Sir David, comme, dans ce Procès, nous ne sommes liés par aucune règle particulière de procédure en ce qui concerne l’admissibilité des preuves, estimez-vous qu’il serait possible d’autoriser l’avocat à s’entretenir avec Schellenberg en présence d’un représentant du Ministère Publie, si cela lui convient.

SIR DAVID MAXWELL-FYFE

Je suis convaincu que le Ministère Public dans son ensemble désire que seuls les intérêts de la justice soient défendus ; donc, si le Tribunal estime que c’est là une procédure convenable, le Ministère Public ne formulera pas d’objection.

LE PRÉSIDENT (Au Dr Seidl.)

Donc, à moins que vous ne désiriez encore dire quelque chose au sujet de Schellenberg, le Tribunal prendra votre requête en considération.

Dr SEIDL

Très bien.

LE PRÉSIDENT

Avez-vous encore d’autres témoins que vous désiriez citer ?

Dr SEIDL

Pas pour l’instant. Cependant, l’ordonnance du 18 février accorde à chaque avocat le droit d’exprimer de nouvelles requêtes jusqu’à la fin de l’exposé du Ministère Public.

LE PRÉSIDENT

Je crois qu’il faut que vous présentiez cette requête maintenant ; selon la décision que vous mentionnez, le moment est venu de citer les témoins que vous désirez. Le Tribunal aura toujours la possibilité de se prononcer si vous lui présentez d’autres requêtes. Si vous désirez plus tard faire comparaître d’autres témoins, le Tribunal prendra votre requête en considération. M’avez-vous compris ?

Données:
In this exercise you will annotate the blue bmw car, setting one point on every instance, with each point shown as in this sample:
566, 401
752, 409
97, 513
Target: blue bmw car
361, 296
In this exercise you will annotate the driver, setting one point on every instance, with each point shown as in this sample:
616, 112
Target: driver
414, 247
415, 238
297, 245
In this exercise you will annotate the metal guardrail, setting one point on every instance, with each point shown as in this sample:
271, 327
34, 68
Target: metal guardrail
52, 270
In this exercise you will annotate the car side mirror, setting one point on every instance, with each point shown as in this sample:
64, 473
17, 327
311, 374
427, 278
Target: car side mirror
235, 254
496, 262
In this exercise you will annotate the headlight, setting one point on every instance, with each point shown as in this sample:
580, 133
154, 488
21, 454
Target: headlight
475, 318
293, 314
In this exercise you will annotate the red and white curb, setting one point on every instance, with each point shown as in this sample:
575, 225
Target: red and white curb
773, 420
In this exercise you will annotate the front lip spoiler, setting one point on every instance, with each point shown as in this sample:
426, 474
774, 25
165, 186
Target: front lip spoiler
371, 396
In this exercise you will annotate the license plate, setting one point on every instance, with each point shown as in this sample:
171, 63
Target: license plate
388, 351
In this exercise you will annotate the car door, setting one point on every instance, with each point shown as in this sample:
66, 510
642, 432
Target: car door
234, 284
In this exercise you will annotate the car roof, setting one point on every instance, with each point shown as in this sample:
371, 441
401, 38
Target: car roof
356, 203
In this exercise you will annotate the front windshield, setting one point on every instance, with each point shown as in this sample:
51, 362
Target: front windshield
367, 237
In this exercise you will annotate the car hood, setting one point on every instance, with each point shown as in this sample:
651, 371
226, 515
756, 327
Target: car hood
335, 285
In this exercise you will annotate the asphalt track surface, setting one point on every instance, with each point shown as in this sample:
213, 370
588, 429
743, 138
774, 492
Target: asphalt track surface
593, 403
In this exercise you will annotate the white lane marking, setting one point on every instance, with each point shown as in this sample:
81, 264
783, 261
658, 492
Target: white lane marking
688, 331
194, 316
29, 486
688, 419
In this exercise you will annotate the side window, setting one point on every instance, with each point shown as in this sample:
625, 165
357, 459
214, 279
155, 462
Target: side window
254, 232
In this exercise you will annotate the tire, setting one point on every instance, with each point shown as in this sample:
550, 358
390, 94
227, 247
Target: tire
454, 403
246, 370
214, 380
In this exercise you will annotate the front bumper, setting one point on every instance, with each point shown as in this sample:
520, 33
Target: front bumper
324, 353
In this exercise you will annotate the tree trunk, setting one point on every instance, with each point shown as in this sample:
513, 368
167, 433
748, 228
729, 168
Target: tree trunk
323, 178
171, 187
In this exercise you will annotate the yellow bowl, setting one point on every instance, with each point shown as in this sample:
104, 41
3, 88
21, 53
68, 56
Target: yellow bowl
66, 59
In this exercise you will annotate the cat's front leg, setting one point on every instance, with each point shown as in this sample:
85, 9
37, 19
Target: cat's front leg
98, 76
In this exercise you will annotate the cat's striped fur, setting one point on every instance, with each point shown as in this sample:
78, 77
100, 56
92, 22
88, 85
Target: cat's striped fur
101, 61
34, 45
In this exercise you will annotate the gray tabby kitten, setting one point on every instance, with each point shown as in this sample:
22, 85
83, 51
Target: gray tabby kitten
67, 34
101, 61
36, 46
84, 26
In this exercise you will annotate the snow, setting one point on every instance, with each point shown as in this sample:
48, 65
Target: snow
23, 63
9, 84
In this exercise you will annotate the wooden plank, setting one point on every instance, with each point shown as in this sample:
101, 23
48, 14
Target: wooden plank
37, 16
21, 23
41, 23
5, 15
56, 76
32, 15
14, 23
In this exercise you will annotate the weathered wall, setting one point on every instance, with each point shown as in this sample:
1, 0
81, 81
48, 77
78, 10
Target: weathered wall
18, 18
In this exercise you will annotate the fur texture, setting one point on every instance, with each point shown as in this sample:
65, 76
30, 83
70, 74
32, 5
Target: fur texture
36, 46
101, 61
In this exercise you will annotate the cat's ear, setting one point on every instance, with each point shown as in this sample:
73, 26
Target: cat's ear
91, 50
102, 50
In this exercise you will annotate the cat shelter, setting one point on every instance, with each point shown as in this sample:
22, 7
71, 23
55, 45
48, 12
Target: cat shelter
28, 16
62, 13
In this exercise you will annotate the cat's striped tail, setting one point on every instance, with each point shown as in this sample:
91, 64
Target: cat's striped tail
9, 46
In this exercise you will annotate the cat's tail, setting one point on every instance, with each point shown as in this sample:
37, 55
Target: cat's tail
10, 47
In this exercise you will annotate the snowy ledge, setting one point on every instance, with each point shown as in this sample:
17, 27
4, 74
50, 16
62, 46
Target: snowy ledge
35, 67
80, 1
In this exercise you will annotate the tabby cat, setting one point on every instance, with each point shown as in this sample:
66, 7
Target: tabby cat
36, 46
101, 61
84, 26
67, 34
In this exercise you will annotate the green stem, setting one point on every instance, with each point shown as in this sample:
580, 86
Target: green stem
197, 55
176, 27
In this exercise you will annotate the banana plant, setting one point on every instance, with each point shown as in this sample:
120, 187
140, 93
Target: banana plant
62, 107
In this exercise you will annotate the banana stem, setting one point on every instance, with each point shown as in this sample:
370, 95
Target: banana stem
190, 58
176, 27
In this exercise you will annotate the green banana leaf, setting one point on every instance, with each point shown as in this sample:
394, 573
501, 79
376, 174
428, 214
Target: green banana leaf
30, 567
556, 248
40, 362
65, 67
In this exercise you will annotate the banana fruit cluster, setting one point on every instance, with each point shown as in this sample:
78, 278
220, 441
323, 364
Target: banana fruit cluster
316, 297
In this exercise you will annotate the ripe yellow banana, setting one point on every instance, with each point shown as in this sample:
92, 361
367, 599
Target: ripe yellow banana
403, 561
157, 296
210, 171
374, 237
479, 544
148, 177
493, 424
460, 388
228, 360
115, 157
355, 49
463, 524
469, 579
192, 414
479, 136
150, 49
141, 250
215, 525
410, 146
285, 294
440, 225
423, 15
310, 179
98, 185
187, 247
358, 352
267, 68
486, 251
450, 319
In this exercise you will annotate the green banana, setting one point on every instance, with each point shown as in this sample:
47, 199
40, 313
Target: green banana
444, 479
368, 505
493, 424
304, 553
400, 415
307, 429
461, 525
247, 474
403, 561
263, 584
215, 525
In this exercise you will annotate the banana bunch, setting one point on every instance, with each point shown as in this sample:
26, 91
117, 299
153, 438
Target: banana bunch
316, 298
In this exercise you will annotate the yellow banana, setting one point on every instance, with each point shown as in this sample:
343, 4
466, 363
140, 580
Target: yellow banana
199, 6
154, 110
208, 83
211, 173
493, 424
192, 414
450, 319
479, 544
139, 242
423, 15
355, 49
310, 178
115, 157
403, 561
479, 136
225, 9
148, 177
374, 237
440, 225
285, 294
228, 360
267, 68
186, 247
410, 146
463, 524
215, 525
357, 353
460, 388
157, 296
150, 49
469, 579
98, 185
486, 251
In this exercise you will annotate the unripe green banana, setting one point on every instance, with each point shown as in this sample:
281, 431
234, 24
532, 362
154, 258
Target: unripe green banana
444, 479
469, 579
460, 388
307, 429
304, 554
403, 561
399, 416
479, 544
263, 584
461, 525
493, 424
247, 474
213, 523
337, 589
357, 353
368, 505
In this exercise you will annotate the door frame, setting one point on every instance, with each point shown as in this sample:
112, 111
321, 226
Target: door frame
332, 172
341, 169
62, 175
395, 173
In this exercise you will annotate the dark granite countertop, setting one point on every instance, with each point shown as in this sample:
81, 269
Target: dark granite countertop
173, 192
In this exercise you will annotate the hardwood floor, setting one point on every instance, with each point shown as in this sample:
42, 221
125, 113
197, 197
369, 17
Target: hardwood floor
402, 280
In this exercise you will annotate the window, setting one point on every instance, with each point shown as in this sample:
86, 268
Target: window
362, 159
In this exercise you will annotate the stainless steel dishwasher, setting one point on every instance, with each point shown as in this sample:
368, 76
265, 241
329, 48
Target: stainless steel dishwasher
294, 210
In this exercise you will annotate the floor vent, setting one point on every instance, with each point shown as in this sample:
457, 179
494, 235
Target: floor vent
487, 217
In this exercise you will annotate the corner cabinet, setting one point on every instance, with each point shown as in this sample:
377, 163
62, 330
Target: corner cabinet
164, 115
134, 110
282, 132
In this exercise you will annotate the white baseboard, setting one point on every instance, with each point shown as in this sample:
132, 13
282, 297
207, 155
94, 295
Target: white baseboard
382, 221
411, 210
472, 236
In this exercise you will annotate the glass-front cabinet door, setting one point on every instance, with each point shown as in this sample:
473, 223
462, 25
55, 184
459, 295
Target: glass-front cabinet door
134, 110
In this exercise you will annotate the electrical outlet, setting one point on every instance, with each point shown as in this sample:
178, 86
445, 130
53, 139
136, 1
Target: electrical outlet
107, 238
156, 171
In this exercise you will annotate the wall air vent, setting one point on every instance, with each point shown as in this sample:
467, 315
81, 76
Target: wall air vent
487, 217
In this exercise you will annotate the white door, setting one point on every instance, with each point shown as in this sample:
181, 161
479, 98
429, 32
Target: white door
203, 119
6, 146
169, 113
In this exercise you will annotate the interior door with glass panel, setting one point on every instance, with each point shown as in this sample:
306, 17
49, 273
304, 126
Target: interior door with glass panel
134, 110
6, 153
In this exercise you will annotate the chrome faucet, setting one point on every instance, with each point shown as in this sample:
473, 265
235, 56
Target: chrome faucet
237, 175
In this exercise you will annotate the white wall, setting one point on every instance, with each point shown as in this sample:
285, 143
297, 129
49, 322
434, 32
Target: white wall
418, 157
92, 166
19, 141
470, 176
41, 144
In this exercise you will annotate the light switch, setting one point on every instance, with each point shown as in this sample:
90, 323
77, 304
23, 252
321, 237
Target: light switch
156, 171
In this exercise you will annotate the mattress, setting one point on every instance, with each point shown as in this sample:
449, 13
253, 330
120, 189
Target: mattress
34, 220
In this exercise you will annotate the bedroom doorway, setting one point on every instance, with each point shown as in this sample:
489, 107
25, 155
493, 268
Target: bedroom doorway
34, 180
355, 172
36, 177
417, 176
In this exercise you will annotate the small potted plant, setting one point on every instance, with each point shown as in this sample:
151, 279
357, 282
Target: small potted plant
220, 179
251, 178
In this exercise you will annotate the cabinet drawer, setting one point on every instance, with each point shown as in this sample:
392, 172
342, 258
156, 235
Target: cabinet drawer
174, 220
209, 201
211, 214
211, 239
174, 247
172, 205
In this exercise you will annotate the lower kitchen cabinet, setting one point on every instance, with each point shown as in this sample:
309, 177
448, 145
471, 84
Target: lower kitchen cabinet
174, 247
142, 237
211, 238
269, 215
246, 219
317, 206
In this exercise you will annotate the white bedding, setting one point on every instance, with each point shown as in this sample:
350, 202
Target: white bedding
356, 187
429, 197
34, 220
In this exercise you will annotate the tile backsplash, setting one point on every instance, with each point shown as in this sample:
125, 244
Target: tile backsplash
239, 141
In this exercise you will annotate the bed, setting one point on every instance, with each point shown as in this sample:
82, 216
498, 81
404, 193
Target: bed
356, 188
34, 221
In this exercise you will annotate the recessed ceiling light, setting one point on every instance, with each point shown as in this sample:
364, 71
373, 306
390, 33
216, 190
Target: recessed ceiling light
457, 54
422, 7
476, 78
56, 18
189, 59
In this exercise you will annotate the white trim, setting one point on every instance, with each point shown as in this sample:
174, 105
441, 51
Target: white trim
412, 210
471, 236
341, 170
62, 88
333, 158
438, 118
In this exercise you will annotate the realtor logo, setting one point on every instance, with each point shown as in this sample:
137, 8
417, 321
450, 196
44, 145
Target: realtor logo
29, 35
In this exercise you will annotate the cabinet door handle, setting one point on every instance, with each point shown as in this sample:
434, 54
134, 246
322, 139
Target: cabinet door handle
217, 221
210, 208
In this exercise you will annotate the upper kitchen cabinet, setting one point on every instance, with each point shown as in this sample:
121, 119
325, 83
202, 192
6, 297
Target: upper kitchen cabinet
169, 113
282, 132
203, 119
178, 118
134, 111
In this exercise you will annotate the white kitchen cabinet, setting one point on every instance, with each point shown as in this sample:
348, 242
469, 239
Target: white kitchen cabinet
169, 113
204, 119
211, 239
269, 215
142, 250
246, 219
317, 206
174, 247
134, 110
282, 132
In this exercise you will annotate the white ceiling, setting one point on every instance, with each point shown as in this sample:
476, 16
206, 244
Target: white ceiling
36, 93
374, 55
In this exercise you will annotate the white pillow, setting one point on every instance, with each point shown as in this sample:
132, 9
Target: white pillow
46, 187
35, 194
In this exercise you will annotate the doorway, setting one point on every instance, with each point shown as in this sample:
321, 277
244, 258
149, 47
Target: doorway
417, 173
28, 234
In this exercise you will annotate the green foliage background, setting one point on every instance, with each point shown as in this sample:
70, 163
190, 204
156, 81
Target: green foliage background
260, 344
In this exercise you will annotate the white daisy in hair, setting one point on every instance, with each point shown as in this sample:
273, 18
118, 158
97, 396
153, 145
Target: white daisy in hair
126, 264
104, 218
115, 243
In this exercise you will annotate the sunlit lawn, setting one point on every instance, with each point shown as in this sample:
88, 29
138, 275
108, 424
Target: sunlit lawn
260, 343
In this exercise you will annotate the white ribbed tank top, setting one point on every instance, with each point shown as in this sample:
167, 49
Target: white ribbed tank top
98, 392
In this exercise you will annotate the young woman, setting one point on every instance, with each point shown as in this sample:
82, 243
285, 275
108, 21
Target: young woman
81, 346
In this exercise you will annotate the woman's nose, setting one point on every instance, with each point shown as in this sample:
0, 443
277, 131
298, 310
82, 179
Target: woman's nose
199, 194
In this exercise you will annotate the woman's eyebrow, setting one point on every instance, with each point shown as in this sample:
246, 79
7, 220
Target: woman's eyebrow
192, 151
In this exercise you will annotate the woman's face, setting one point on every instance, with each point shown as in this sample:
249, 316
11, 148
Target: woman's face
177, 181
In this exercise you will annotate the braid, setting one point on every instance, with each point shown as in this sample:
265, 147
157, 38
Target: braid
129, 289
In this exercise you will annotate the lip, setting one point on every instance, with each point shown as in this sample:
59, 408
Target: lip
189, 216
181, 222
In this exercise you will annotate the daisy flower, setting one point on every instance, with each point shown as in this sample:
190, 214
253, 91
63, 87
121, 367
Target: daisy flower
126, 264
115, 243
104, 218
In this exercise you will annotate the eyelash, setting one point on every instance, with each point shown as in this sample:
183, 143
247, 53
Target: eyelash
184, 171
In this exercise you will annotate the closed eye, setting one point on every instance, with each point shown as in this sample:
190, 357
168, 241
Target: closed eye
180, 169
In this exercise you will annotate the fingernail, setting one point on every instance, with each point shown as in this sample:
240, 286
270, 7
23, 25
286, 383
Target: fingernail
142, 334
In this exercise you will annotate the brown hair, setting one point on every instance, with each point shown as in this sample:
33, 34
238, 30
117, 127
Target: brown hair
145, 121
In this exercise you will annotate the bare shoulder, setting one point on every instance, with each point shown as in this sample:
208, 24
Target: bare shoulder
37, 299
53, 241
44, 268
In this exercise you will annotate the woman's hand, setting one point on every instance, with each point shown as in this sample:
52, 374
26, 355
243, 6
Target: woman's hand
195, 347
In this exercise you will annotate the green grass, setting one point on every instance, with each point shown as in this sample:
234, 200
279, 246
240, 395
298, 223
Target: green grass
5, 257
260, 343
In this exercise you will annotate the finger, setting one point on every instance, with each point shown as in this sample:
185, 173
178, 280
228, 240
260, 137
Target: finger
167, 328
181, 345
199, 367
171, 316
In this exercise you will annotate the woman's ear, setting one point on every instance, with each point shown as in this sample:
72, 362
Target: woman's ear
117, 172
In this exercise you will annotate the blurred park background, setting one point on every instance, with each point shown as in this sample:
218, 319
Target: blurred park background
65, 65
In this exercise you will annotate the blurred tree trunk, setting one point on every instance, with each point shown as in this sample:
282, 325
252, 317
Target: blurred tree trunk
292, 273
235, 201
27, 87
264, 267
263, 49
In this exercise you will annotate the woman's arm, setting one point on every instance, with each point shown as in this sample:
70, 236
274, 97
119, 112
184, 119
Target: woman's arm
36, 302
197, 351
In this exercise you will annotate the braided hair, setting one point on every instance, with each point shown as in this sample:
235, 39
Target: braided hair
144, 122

Consignes:
**A)** D'après l'extrait, jusqu'à quand l'ordonnance du 18 février permet-elle à chaque avocat de présenter de nouvelles requêtes ?
**B)** Recopiez un passage de l'extrait : commencez aux mots « Je suis convaincu » et arrêtez-vous après les mots « (Au Dr Seidl.) ».

Réponses:
**A)** Jusqu'à la fin de l'exposé du Ministère Public.

**B)**
Je suis convaincu que le Ministère Public dans son ensemble désire que seuls les intérêts de la justice soient défendus ; donc, si le Tribunal estime que c’est là une procédure convenable, le Ministère Public ne formulera pas d’objection.

LE PRÉSIDENT (Au Dr Seidl.)